==== Provided records ====

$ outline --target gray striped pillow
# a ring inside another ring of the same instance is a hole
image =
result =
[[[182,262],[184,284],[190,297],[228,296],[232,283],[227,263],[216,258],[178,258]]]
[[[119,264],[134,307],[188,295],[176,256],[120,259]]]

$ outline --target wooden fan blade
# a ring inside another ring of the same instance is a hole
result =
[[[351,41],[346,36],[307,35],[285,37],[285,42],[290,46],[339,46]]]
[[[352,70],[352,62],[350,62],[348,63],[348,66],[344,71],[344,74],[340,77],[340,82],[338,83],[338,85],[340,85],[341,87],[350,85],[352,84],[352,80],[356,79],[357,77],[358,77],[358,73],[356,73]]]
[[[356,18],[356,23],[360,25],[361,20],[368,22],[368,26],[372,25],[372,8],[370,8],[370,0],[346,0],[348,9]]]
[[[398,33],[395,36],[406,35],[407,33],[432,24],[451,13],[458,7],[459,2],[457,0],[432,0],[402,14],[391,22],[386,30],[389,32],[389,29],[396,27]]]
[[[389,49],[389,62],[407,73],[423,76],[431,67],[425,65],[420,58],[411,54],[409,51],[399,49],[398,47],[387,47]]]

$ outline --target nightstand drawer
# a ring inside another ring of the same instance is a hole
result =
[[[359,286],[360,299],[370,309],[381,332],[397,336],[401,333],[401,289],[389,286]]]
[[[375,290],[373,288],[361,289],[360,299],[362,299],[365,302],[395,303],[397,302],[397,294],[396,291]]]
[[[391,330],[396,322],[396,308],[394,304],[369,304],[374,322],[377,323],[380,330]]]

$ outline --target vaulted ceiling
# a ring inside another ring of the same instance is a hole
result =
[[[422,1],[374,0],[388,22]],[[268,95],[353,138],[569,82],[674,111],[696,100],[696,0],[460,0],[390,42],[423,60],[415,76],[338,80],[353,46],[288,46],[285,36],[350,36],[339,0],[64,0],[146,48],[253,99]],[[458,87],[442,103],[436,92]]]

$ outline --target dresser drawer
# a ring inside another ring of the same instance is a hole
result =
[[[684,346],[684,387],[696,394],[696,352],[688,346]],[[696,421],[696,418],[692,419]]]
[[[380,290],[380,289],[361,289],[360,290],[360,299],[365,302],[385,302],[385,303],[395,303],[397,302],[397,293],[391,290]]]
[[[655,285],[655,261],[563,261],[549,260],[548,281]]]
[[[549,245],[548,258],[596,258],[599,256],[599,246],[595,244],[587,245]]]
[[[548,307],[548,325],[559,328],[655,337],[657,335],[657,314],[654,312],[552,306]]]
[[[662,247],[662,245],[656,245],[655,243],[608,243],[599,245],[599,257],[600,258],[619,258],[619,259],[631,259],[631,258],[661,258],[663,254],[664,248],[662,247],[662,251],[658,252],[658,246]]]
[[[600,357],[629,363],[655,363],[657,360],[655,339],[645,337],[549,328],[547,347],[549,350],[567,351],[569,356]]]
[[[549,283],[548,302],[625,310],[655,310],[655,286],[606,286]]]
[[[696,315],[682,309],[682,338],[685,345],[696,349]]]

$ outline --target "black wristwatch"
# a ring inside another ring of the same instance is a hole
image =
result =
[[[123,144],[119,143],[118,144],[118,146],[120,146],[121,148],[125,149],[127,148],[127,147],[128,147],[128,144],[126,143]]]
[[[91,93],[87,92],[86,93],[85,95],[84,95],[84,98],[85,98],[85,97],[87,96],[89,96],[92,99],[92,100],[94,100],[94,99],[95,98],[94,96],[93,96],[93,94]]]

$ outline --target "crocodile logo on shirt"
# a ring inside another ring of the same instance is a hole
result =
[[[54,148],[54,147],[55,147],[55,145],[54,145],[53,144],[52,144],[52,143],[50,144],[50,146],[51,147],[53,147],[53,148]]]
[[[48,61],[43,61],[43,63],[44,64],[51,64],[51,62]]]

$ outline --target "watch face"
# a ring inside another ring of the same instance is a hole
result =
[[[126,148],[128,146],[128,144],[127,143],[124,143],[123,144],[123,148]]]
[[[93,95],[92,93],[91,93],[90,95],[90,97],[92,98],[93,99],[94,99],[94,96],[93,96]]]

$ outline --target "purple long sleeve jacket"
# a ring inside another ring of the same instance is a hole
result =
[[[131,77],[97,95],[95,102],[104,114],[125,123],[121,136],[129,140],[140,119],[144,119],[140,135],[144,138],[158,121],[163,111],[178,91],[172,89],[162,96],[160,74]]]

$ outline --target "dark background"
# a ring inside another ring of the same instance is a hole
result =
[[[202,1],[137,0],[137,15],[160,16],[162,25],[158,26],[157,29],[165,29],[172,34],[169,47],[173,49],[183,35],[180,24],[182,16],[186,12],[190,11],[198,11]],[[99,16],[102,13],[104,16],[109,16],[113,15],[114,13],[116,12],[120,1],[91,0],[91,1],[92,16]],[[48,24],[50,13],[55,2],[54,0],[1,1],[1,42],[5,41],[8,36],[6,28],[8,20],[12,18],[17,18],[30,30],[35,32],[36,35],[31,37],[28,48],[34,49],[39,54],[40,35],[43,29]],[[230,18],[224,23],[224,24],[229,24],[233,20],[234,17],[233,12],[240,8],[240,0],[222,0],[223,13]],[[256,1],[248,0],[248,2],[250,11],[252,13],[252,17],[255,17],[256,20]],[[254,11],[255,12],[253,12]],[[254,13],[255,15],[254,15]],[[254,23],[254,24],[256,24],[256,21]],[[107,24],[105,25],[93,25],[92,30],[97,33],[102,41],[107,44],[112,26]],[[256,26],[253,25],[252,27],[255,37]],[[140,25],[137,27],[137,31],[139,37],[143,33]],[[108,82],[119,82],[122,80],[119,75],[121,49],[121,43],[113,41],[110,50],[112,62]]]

====

**The problem:**
Return all of the items above, line for line, with nothing changed.

**Task result:**
$ outline --target gray striped pillow
# a ring inside another ring of the same instance is a hole
image =
result =
[[[182,262],[184,284],[190,297],[228,296],[232,283],[227,263],[216,258],[178,258]]]
[[[119,264],[134,307],[188,295],[176,256],[120,259]]]

$ outline --target wooden fan blade
# a ring inside another ring of the same instance is a hole
result =
[[[351,41],[346,36],[307,35],[285,37],[285,42],[290,46],[339,46]]]
[[[352,70],[352,62],[350,62],[348,63],[348,66],[344,71],[344,74],[340,77],[340,82],[338,83],[338,85],[340,85],[341,87],[350,85],[352,84],[352,80],[356,79],[357,77],[358,77],[358,73],[356,73]]]
[[[356,18],[356,23],[360,25],[361,20],[368,22],[368,26],[372,25],[372,8],[370,8],[370,0],[346,0],[348,9]]]
[[[398,33],[395,36],[406,35],[407,33],[432,24],[451,13],[458,7],[459,2],[457,0],[432,0],[402,14],[391,22],[386,30],[389,32],[389,29],[396,27]]]
[[[389,49],[389,62],[407,73],[423,76],[431,67],[425,65],[420,58],[411,54],[409,51],[399,49],[398,47],[387,47]]]

$ outline --target nightstand drawer
# a ring inside another ring of the same instance is a hole
result =
[[[359,286],[360,299],[370,309],[381,332],[397,336],[401,333],[401,289],[389,286]]]
[[[375,290],[373,288],[361,289],[360,299],[362,299],[365,302],[395,303],[397,302],[397,294],[396,291]]]
[[[391,330],[396,322],[396,308],[394,304],[369,304],[374,322],[377,323],[380,330]]]

$ outline --target vaulted ceiling
# a ring inside another ring of the same instance is a hole
result =
[[[422,1],[374,0],[388,22]],[[268,95],[353,138],[569,82],[674,111],[696,100],[696,0],[460,0],[390,42],[423,60],[415,76],[338,80],[353,46],[288,46],[285,36],[350,36],[339,0],[64,0],[146,48],[253,99]],[[458,87],[442,103],[436,92]]]

$ outline --target dresser drawer
# a ring inside another ring of the same instance is a hole
result =
[[[684,346],[684,387],[696,394],[696,352],[688,346]],[[696,421],[696,418],[692,419]]]
[[[380,290],[380,289],[361,289],[360,290],[360,299],[365,302],[385,302],[385,303],[395,303],[397,302],[397,293],[391,290]]]
[[[655,285],[655,261],[563,261],[549,260],[548,281]]]
[[[549,245],[548,258],[596,258],[599,256],[599,246],[595,244],[587,245]]]
[[[548,307],[548,325],[559,328],[655,337],[657,335],[657,314],[654,312],[552,306]]]
[[[662,247],[662,245],[656,245],[655,243],[608,243],[599,245],[599,257],[600,258],[619,258],[619,259],[631,259],[631,258],[661,258],[663,254],[664,248],[662,247],[662,251],[658,252],[658,246]]]
[[[600,357],[629,363],[655,363],[657,360],[655,339],[645,337],[549,328],[547,347],[549,350],[567,351],[569,356]]]
[[[549,283],[548,302],[625,310],[655,310],[655,286],[606,286]]]
[[[696,315],[682,309],[682,338],[685,345],[696,349]]]

$ outline --target "black wristwatch"
# a ring inside another ring of the same instance is a hole
image =
result =
[[[123,144],[119,143],[118,144],[118,146],[120,146],[121,148],[125,149],[127,148],[127,147],[128,147],[128,144],[126,143]]]
[[[91,93],[87,92],[86,93],[85,95],[84,95],[84,98],[85,98],[85,97],[87,96],[89,96],[92,99],[92,100],[94,100],[94,99],[95,98],[94,96],[93,96],[93,94]]]

$ outline --target "crocodile logo on shirt"
# a ring inside another ring of the same instance is a hole
result =
[[[54,148],[54,147],[55,147],[55,145],[54,145],[53,144],[52,144],[52,143],[50,144],[50,146],[51,147],[53,147],[53,148]]]
[[[48,61],[43,61],[43,63],[44,64],[51,64],[51,62]]]

$ outline --target "watch face"
# a ring inside another ring of the same instance is a hole
result =
[[[126,148],[128,146],[128,144],[127,143],[124,143],[123,144],[123,148]]]
[[[93,95],[92,93],[91,93],[90,95],[90,97],[92,98],[93,99],[94,99],[94,96],[93,96]]]

$ outline --target "purple long sleeve jacket"
# a ring inside another ring of the same instance is a hole
result =
[[[131,77],[97,95],[95,102],[104,114],[125,123],[121,136],[129,140],[140,119],[144,119],[140,135],[144,138],[158,121],[163,111],[178,91],[172,89],[162,96],[160,74]]]

$ outline --target "dark background"
# a ring inside another ring of the same instance is a hole
result =
[[[202,1],[137,0],[137,15],[160,16],[162,25],[158,26],[157,29],[165,29],[172,34],[169,47],[173,49],[183,35],[180,24],[182,16],[186,12],[190,11],[198,11]],[[99,16],[102,13],[104,16],[109,16],[113,15],[114,13],[116,12],[120,1],[91,0],[91,1],[92,16]],[[48,24],[50,13],[55,2],[54,0],[1,1],[1,42],[5,41],[8,36],[6,28],[8,20],[12,18],[17,18],[30,30],[35,32],[36,35],[31,37],[28,48],[34,49],[39,54],[40,35],[43,29]],[[230,18],[224,23],[224,24],[229,24],[233,20],[234,17],[233,12],[240,8],[240,0],[222,0],[223,13]],[[256,1],[248,0],[248,2],[250,11],[252,13],[252,17],[255,17],[256,20]],[[254,11],[255,12],[253,12]],[[254,13],[255,15],[254,15]],[[254,23],[254,24],[256,24],[256,21]],[[107,24],[105,25],[93,25],[92,30],[97,33],[102,41],[107,44],[112,26]],[[256,26],[253,25],[252,27],[255,37]],[[140,25],[137,27],[137,31],[139,37],[143,33]],[[108,82],[119,82],[122,80],[119,75],[121,49],[121,43],[113,41],[110,50],[112,62]]]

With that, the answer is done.